··· Data extract

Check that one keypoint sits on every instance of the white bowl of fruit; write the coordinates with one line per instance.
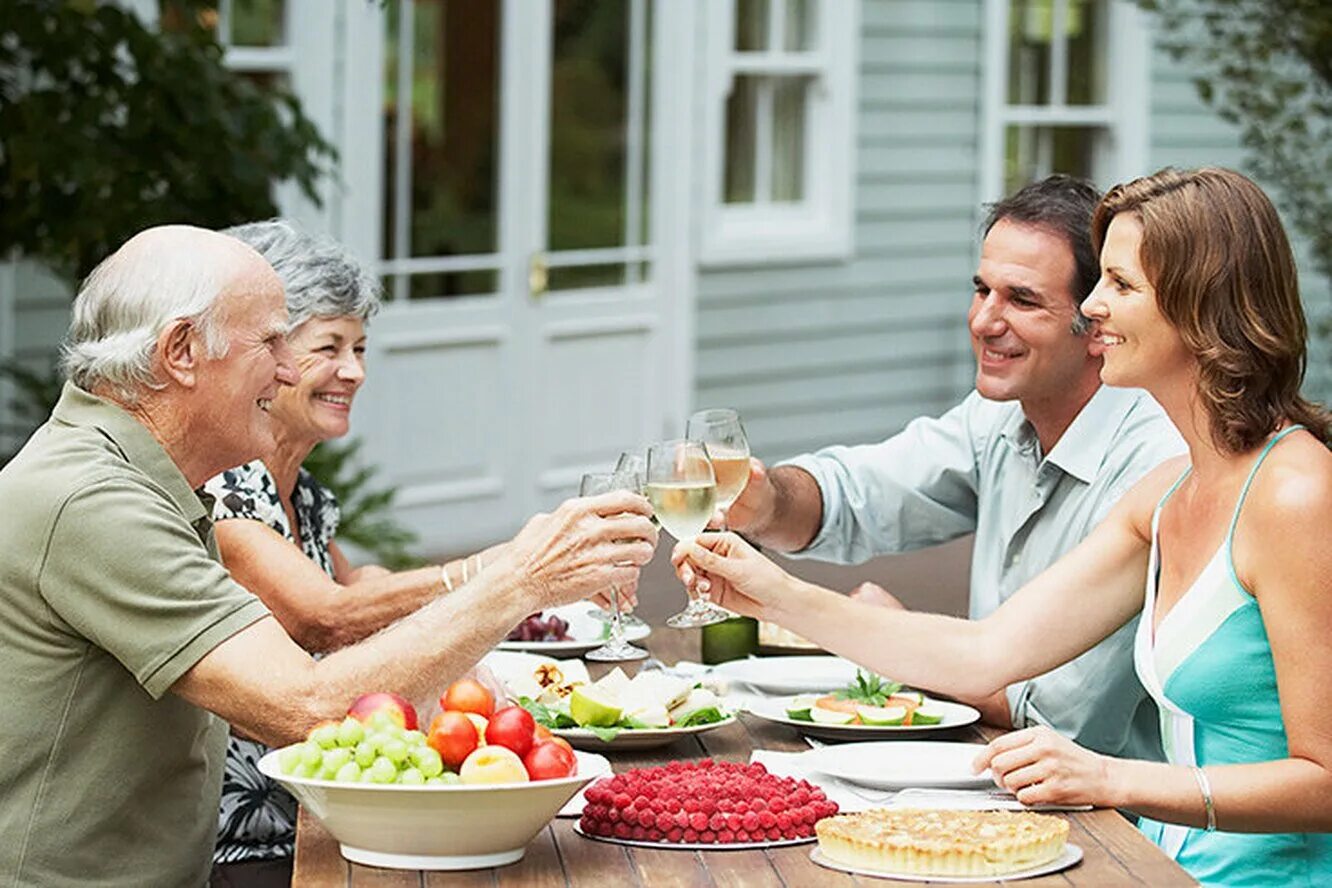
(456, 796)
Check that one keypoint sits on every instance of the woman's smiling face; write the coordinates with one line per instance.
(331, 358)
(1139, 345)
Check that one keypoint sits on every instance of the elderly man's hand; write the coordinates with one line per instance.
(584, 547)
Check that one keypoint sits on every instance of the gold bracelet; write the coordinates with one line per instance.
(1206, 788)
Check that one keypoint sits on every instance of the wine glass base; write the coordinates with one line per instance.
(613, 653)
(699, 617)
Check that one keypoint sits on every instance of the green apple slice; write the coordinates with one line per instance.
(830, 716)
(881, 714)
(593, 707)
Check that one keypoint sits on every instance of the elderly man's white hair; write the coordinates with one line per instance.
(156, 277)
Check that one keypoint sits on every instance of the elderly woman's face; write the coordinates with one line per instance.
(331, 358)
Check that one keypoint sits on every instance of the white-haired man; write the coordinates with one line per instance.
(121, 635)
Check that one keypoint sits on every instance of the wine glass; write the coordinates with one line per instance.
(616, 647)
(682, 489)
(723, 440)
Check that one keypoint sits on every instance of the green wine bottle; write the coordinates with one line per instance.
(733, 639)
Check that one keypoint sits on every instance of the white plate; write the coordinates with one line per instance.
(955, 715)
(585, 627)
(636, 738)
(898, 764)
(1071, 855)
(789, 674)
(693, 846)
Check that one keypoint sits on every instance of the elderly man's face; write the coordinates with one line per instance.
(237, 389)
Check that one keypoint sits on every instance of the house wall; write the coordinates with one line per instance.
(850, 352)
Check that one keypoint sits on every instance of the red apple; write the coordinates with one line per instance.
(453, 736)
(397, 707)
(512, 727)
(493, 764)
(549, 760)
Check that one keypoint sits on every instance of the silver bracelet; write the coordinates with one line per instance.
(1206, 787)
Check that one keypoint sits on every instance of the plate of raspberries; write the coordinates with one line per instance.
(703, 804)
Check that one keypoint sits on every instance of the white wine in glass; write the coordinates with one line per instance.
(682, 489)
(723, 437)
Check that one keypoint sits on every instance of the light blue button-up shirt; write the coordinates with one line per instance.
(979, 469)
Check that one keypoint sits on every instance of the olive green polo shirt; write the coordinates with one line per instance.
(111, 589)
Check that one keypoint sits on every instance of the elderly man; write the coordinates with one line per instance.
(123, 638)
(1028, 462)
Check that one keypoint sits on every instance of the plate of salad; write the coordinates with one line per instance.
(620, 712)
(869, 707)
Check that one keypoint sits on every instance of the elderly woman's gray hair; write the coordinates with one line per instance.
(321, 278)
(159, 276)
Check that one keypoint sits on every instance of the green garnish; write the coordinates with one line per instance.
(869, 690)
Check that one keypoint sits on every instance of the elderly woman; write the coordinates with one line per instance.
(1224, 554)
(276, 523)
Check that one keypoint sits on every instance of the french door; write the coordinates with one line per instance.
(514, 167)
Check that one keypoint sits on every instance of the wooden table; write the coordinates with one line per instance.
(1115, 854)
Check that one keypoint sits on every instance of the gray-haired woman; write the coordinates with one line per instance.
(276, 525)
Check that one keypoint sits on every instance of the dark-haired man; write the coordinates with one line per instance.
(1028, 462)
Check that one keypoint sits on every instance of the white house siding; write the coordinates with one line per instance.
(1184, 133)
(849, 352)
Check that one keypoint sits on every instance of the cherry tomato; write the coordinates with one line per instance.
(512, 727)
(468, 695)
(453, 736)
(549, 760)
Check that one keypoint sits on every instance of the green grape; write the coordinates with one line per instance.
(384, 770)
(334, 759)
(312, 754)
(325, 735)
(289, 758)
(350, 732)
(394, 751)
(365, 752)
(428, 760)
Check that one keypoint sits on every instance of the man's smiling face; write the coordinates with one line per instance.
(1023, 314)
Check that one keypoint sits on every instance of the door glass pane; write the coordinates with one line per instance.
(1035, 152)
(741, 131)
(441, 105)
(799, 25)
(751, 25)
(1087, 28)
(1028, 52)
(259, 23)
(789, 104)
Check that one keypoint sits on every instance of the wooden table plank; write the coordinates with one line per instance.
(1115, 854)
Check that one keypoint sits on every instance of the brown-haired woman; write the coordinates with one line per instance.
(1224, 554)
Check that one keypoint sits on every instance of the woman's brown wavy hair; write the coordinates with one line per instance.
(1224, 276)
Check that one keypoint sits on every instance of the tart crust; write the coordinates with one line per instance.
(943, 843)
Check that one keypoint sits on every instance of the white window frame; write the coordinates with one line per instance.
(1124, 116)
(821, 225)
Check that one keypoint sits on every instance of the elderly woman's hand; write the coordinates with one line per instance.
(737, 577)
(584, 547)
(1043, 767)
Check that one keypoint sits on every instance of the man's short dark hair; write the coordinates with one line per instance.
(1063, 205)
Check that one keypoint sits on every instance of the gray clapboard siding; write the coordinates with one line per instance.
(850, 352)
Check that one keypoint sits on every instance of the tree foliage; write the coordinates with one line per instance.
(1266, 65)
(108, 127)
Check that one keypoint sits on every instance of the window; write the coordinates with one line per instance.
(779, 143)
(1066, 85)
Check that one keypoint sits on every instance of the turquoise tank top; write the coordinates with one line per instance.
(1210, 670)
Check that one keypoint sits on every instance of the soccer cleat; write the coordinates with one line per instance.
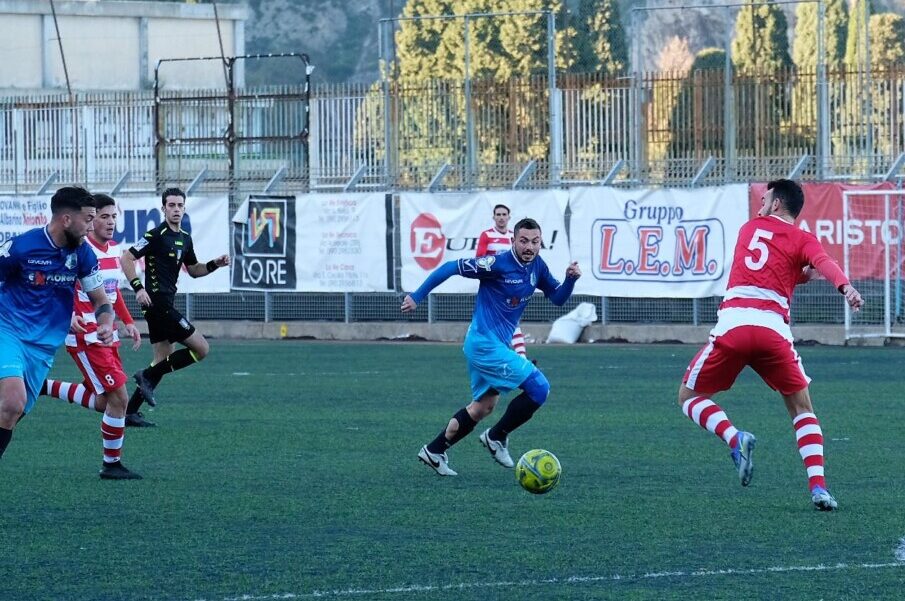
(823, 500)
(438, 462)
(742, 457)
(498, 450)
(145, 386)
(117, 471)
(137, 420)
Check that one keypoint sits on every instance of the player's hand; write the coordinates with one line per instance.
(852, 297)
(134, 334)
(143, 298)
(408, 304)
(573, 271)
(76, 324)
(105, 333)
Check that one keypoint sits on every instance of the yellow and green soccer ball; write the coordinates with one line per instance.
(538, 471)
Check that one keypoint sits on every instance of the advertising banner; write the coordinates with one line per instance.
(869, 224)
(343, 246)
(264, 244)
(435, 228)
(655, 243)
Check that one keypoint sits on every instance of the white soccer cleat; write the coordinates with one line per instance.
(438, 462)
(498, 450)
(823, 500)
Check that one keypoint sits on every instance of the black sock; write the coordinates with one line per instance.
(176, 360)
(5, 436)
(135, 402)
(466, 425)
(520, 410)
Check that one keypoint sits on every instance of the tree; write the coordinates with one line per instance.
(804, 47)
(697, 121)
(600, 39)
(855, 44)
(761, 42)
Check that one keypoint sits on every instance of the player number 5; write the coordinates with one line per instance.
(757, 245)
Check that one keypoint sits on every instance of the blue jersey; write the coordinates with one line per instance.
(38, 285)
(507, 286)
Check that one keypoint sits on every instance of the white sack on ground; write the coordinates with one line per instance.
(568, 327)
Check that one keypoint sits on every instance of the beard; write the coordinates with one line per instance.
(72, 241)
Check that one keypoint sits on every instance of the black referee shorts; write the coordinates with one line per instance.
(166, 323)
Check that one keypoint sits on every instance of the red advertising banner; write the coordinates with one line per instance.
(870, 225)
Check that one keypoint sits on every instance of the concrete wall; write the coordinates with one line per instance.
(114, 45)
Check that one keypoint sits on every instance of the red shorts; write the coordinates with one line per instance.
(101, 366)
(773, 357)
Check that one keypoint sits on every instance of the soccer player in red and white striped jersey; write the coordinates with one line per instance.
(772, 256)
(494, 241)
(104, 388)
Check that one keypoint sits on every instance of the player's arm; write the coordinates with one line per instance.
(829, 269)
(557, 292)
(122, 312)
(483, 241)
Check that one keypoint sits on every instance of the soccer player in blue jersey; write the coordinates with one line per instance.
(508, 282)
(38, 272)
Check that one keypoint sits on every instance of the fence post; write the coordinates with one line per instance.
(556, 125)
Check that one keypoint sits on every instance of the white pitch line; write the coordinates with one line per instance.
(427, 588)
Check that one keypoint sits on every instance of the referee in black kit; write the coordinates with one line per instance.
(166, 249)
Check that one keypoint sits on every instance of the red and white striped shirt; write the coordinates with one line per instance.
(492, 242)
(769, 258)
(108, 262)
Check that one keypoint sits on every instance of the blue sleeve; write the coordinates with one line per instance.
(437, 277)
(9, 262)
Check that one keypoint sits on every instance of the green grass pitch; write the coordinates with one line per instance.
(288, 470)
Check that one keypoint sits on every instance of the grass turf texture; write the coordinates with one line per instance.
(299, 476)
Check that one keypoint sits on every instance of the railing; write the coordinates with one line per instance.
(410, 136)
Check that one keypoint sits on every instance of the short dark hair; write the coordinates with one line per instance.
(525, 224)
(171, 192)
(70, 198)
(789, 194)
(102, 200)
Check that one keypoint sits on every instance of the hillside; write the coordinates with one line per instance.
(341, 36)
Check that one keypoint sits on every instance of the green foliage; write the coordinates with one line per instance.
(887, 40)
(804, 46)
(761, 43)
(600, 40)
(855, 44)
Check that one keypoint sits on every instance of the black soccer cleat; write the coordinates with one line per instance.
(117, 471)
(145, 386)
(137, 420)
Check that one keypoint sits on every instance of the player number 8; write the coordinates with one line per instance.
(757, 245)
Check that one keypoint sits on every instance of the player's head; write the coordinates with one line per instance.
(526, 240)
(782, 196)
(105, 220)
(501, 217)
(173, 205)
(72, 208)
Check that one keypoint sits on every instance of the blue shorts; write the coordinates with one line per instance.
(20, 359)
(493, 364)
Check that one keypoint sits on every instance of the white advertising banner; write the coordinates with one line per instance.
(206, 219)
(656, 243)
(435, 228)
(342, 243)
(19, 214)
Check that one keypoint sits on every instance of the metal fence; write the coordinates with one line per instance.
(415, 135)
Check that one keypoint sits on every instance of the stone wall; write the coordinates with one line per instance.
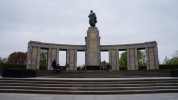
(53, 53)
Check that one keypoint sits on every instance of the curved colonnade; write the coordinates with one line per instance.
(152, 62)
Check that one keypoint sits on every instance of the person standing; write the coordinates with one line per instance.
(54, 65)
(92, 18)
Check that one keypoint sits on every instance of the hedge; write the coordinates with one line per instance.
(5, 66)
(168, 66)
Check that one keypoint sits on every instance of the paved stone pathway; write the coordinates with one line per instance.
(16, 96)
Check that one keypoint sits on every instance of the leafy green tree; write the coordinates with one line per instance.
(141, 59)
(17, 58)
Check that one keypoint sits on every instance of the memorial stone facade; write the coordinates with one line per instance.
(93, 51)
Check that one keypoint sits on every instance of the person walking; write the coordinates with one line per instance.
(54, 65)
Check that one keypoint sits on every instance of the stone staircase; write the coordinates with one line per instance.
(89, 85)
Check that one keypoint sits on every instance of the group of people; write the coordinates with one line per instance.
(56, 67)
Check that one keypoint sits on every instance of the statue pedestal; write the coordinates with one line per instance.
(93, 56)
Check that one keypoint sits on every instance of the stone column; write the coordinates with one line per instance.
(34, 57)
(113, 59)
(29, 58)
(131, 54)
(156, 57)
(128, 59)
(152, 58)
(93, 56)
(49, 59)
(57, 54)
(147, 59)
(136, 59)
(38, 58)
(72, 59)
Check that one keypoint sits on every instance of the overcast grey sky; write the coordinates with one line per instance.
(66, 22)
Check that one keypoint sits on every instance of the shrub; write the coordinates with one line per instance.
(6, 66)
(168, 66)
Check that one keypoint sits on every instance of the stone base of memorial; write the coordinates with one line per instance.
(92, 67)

······

#### [Work instruction]
The lines wanted are those from the one with "Check that one keypoint sits on every instance of the leafy" through the last line of the records, repeated exactly and with both ends included.

#### [Exercise answer]
Check that one keypoint sits on every instance of the leafy green tree; write the coordinates with one line per instance.
(141, 59)
(17, 58)
Check that one keypoint sits on every instance of the memorial stone facade; write the coordinates with one line per instance.
(93, 51)
Check that one keypoint sits on every instance of the person walking; write the coordinates with one line per instance.
(54, 65)
Check that one keypoint sits on every instance of the stone staircase; write the coordinates with one line per instance.
(89, 85)
Check that one keypoint sits on every instance of the group of people; write the coordinates with one line per instance.
(56, 67)
Check that one keypoint sits on every instance of the statue pedestal; write the coordinates with one line per instance.
(93, 56)
Check that one keypoint sits on every instance of the stone column; write the coordinates with one line per instance.
(34, 57)
(113, 59)
(29, 58)
(131, 54)
(156, 57)
(128, 59)
(152, 58)
(93, 56)
(49, 59)
(57, 54)
(147, 59)
(136, 59)
(38, 58)
(72, 59)
Check that one keypoint sits on every instance of the overcast grey sky; write the coordinates with one line per instance.
(66, 22)
Check that one keypoint sits on every instance of the shrub; write the coordinates with one line per instance.
(6, 66)
(168, 66)
Check that one keypoint sits on every instance of the stone base of memorial; write the coordinates with one line per instance.
(92, 67)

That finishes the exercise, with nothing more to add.